** START DATA RECORDS **

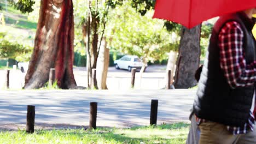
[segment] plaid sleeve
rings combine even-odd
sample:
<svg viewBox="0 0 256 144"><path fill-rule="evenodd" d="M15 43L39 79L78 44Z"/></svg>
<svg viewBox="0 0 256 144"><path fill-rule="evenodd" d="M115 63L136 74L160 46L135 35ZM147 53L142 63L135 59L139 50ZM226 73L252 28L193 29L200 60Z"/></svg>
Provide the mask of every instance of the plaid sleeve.
<svg viewBox="0 0 256 144"><path fill-rule="evenodd" d="M246 64L243 32L236 21L226 23L219 34L220 68L231 88L245 87L256 81L256 61Z"/></svg>

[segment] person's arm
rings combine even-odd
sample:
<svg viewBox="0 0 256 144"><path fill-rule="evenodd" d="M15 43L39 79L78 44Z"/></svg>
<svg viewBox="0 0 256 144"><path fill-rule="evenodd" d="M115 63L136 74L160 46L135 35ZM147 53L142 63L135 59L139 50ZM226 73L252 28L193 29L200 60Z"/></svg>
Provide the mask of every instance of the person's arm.
<svg viewBox="0 0 256 144"><path fill-rule="evenodd" d="M236 21L226 23L219 34L220 68L231 88L253 85L256 81L256 61L246 64L243 32Z"/></svg>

** END DATA RECORDS **

**TASK DETAILS**
Repeat the records above exactly, leaving out the pictures.

**SOLUTION BELOW**
[segment] plaid sleeve
rings combine even-odd
sample:
<svg viewBox="0 0 256 144"><path fill-rule="evenodd" d="M15 43L39 79L78 44Z"/></svg>
<svg viewBox="0 0 256 144"><path fill-rule="evenodd" d="M115 63L136 74L160 46L135 35ZM147 53L142 63L135 59L139 50ZM226 73L252 28L193 29L200 60Z"/></svg>
Provide the mask of every instance of the plaid sleeve.
<svg viewBox="0 0 256 144"><path fill-rule="evenodd" d="M246 64L243 32L236 21L226 23L219 34L220 68L231 88L245 87L256 81L256 61Z"/></svg>

[segment] person's arm
rings combine even-odd
sample:
<svg viewBox="0 0 256 144"><path fill-rule="evenodd" d="M15 43L39 79L78 44Z"/></svg>
<svg viewBox="0 0 256 144"><path fill-rule="evenodd" d="M115 63L136 74L160 46L135 35ZM147 53L142 63L135 59L139 50ZM226 73L252 28L193 29L200 60Z"/></svg>
Provide the mask of every instance of the person's arm.
<svg viewBox="0 0 256 144"><path fill-rule="evenodd" d="M236 21L226 23L219 34L220 68L231 88L253 85L256 81L256 61L246 64L243 32Z"/></svg>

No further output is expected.